>> START Document segment

What is the Wayback Machine and how does it work?
The Wayback Machine, run by the Internet Archive (archive.org), is a digital archive of the World Wide Web. It has been crawling and archiving web pages since 1996, storing snapshots of billions of URLs. When you check a URL, the Wayback Machine returns its stored snapshots — frozen copies of what the page looked like at specific points in time. The archive is used by researchers, journalists, lawyers, and developers to access historical versions of web pages that may have been changed or deleted.
How do I access archived versions of a deleted page?
Use the "View most recent archive" link in the results. The archive URL format is: https://web.archive.org/web/{timestamp}/{original-url}. You can change the timestamp to access different historical snapshots. For example, https://web.archive.org/web/20200101000000*/example.com shows a calendar of all snapshots. If a page was deleted, search its URL in the Wayback Machine directly. Note: some websites use "no-archive" meta tags or robots.txt to prevent archiving — those pages may have fewer or no snapshots.
Why would a URL show no archives?
Several reasons: (1) The website uses a robots.txt Disallow or noarchive meta tag — the Wayback Machine respects these. (2) The domain or URL is very new and hasn't been crawled yet. (3) The URL was never linked from other pages (less likely to be crawled). (4) The page was submitted for removal under GDPR or copyright claims. (5) The URL uses dynamic query parameters or sessions that differ each visit. (6) The website is behind authentication. Highly trafficked public pages almost always have archives.
What HTTP status codes do snapshots show?
Each Wayback Machine snapshot records the HTTP status code at the time of crawling: 200 = page was accessible and content was saved. 301/302 = redirect was captured. 404 = page not found at that time (the 404 page itself may be archived). 403 = forbidden. Snapshots with 200 status codes contain the full page content. You can filter by status code at web.archive.org to find snapshots where the page was actually accessible.
Can the Wayback Machine be used as legal evidence?
In many jurisdictions, Wayback Machine archives have been accepted as evidence in court cases — demonstrating what a website said or looked like at a specific date. The Internet Archive provides certified copies and has testified in court about the authenticity of its archives. For legal use cases, contact the Internet Archive directly for official certification. Note: technically sophisticated parties can sometimes prevent their pages from being archived, so absence of an archive doesn't prove a page never existed.

>> END Document segment

Challenge 1 >>
According to the Wayback Machine FAQ, since what year has the Wayback Machine been crawling and archiving web pages?

>> START Material for this exercise

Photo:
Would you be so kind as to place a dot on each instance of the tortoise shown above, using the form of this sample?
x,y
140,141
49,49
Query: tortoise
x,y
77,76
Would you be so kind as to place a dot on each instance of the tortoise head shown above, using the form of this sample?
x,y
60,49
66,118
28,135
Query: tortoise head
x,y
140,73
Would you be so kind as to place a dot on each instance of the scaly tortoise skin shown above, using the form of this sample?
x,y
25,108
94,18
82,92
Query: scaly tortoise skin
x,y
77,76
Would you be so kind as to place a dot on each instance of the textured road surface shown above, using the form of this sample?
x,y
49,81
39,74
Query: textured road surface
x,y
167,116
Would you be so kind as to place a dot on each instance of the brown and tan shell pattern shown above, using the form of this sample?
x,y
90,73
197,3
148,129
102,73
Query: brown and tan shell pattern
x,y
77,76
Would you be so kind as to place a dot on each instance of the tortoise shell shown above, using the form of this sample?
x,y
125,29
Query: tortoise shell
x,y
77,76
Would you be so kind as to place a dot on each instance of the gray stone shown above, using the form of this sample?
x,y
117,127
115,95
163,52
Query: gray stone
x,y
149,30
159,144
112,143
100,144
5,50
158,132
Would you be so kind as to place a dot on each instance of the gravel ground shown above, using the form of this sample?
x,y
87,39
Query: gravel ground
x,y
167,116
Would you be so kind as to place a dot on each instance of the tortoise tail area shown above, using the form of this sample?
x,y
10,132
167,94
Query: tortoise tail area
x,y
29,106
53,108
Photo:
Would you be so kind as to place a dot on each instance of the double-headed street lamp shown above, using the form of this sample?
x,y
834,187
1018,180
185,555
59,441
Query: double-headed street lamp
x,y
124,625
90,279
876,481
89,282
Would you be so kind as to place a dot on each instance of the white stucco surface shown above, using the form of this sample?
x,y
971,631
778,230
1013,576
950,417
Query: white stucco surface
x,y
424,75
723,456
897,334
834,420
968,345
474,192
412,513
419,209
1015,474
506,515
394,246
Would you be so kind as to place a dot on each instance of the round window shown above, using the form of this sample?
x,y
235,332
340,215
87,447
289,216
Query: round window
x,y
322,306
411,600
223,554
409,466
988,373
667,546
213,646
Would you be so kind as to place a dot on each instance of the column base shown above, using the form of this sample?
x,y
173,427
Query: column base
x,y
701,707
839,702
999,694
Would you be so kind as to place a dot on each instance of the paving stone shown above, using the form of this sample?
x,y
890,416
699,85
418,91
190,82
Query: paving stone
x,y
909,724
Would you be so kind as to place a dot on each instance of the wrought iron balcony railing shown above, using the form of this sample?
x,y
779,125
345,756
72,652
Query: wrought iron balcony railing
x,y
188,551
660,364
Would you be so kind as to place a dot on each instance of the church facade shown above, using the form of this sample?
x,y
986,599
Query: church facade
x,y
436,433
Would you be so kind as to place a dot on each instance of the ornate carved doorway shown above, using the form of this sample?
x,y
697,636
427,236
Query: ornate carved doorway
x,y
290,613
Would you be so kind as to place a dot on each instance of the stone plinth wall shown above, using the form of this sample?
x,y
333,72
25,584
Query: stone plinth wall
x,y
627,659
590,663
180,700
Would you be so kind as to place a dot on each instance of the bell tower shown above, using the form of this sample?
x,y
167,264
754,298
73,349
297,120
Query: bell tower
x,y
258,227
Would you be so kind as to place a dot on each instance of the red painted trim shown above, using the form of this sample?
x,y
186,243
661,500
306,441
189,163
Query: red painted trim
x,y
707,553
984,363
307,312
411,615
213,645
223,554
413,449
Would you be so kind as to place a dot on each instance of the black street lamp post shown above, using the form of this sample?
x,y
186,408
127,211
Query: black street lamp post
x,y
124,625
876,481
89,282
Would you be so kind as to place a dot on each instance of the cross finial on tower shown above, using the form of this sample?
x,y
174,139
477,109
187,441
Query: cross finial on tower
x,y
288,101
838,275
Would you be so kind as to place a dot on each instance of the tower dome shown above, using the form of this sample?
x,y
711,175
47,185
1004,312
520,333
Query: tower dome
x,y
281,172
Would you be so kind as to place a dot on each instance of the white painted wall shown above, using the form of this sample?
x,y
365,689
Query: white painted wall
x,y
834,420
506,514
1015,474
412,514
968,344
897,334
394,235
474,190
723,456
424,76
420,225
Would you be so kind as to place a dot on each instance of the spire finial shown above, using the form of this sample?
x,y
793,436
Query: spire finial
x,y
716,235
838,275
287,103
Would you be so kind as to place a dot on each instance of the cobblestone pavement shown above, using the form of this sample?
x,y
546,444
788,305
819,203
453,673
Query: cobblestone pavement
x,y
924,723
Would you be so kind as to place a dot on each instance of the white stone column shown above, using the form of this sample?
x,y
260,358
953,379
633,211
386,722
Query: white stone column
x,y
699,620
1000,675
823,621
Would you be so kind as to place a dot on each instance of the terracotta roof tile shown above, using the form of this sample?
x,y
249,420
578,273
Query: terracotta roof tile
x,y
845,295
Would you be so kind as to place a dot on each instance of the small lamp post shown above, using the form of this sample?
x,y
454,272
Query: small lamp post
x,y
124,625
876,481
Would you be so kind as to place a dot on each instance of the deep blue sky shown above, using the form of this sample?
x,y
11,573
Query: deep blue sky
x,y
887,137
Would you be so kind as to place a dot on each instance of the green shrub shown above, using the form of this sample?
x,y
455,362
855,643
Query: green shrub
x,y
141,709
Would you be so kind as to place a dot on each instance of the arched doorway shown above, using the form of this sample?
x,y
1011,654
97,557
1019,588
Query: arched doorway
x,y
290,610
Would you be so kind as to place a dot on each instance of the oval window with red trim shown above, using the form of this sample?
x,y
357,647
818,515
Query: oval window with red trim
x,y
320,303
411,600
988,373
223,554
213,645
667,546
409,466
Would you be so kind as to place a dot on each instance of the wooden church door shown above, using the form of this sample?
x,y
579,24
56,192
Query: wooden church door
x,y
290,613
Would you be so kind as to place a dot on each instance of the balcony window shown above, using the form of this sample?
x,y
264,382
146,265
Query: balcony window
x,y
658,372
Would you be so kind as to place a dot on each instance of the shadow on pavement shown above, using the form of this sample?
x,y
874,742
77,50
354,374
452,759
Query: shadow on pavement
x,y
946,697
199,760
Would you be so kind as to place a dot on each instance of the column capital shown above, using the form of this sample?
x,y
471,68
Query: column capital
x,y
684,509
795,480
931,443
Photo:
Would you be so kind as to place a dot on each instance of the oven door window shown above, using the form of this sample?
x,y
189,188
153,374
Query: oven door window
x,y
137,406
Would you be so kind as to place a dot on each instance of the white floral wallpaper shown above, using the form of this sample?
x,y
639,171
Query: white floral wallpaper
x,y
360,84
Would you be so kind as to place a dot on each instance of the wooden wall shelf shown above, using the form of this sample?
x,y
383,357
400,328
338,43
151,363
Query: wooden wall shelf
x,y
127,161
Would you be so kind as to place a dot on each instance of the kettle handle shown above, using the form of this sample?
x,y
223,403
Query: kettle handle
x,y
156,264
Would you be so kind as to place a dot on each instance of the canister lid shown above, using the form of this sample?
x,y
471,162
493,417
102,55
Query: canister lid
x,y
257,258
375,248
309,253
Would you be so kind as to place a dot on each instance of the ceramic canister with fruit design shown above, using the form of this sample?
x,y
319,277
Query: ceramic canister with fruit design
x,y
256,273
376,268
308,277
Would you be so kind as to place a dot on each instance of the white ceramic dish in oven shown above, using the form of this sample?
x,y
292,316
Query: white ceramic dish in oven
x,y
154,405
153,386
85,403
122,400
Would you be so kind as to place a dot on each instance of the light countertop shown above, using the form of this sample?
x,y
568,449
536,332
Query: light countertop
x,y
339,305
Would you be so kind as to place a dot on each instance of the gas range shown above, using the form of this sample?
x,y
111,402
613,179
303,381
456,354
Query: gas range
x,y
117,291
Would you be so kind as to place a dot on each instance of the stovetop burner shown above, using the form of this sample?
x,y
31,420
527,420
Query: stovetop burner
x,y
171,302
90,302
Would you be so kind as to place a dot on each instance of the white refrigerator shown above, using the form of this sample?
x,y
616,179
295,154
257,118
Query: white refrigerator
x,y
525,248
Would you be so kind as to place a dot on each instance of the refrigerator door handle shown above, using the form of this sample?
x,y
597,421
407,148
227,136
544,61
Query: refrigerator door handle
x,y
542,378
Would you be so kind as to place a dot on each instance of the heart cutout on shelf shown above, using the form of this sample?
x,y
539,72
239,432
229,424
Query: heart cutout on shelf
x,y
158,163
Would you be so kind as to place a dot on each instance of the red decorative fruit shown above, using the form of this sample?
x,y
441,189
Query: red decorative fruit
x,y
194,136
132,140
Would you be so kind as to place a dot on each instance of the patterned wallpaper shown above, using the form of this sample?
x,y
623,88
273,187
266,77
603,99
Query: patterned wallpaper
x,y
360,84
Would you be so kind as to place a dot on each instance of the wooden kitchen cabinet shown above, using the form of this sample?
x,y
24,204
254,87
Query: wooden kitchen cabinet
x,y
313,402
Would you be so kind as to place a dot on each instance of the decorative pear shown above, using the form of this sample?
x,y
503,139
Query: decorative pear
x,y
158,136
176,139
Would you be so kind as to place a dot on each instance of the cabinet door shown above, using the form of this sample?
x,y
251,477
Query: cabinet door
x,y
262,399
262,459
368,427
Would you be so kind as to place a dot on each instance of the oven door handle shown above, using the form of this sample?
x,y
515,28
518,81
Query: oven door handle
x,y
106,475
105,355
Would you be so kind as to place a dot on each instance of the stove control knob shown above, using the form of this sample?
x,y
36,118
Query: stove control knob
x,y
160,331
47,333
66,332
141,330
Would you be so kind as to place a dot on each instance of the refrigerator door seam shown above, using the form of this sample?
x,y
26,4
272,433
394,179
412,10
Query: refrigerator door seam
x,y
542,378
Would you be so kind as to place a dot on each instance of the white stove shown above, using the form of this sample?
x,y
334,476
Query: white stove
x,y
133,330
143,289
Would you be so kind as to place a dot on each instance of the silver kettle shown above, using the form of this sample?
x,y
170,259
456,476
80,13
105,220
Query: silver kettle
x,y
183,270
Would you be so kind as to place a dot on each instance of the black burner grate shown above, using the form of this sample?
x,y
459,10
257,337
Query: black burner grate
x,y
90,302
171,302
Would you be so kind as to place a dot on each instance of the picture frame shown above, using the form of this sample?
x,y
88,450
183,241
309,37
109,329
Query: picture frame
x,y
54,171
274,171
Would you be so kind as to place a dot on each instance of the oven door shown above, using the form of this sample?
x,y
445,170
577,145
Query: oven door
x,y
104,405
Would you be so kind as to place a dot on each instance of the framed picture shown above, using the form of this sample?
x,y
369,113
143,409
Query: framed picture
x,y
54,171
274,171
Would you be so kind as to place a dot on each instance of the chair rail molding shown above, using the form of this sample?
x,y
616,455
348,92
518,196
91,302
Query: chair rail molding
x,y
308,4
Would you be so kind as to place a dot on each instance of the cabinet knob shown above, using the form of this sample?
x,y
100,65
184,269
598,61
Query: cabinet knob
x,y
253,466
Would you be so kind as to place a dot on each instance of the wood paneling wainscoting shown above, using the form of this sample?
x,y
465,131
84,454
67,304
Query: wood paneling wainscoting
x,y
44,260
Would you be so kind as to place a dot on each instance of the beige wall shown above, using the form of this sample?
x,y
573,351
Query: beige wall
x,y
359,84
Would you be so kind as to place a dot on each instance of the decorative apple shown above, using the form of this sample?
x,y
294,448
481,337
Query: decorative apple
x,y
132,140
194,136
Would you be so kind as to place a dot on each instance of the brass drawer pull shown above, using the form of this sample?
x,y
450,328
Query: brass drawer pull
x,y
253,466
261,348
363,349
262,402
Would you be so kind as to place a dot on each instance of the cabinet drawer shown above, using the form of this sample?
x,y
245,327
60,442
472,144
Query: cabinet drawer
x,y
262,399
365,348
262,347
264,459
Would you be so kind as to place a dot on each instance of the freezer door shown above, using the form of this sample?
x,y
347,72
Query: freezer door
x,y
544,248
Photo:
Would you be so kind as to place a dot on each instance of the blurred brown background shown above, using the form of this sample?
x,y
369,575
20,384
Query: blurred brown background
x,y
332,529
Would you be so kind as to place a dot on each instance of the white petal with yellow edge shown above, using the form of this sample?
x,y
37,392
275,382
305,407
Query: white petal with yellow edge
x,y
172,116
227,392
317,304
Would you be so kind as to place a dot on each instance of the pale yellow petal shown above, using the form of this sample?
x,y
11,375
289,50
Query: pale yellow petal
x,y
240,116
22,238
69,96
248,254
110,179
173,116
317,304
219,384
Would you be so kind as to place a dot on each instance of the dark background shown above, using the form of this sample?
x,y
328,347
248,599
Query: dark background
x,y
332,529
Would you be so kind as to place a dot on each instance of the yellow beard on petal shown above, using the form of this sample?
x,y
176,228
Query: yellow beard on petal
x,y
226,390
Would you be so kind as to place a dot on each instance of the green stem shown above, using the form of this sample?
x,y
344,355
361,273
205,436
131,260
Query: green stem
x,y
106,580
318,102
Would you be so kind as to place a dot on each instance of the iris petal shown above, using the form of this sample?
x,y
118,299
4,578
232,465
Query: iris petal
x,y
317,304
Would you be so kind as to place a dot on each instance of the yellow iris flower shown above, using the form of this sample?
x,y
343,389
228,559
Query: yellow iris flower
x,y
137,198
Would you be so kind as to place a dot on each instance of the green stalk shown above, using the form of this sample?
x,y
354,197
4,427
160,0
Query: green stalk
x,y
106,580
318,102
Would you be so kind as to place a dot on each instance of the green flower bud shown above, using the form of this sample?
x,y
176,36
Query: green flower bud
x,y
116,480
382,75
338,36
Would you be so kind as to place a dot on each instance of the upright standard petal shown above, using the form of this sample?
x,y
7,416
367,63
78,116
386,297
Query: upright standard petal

>> END Material for this exercise

Challenge 2 >>
Return every line of the rows that contains the string "background", and treat uppercase and lowercase as different.

Exercise result 1 >>
Since 1996.

Exercise result 2 >>
Would you be so kind as to place a dot on each instance of the blurred brown background shown above, using the form of this sample?
Query: blurred brown background
Would you be so kind as to place a dot on each instance of the dark background shown above, using the form of this sample?
Query: dark background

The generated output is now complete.